▼

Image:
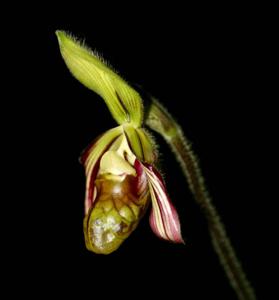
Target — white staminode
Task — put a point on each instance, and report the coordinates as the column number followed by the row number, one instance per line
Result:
column 118, row 160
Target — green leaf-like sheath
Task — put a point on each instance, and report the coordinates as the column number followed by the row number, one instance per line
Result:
column 124, row 102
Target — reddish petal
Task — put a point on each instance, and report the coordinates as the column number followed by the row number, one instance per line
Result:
column 164, row 219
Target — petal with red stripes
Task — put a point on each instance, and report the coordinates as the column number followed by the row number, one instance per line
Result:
column 164, row 219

▲

Copy all of the entries above line for line, without any changes, but leave the pictures out.

Image:
Target — white staminode
Task — put a point on each instance, and report the coordinates as the column number followed by the row number, one instance per line
Result:
column 118, row 160
Target — green leaf-like sheath
Task — put a point on each instance, and report the coordinates as the column number followed by the row number, one instance per line
Result:
column 124, row 102
Target — reddish petal
Task — put a point on each instance, and report the coordinates as the column number followed by the row number, one instance per line
Result:
column 164, row 219
Target — petal with red stripes
Task — put a point on each instance, and report the coordinates as the column number followed by the row number, one instance per line
Result:
column 164, row 219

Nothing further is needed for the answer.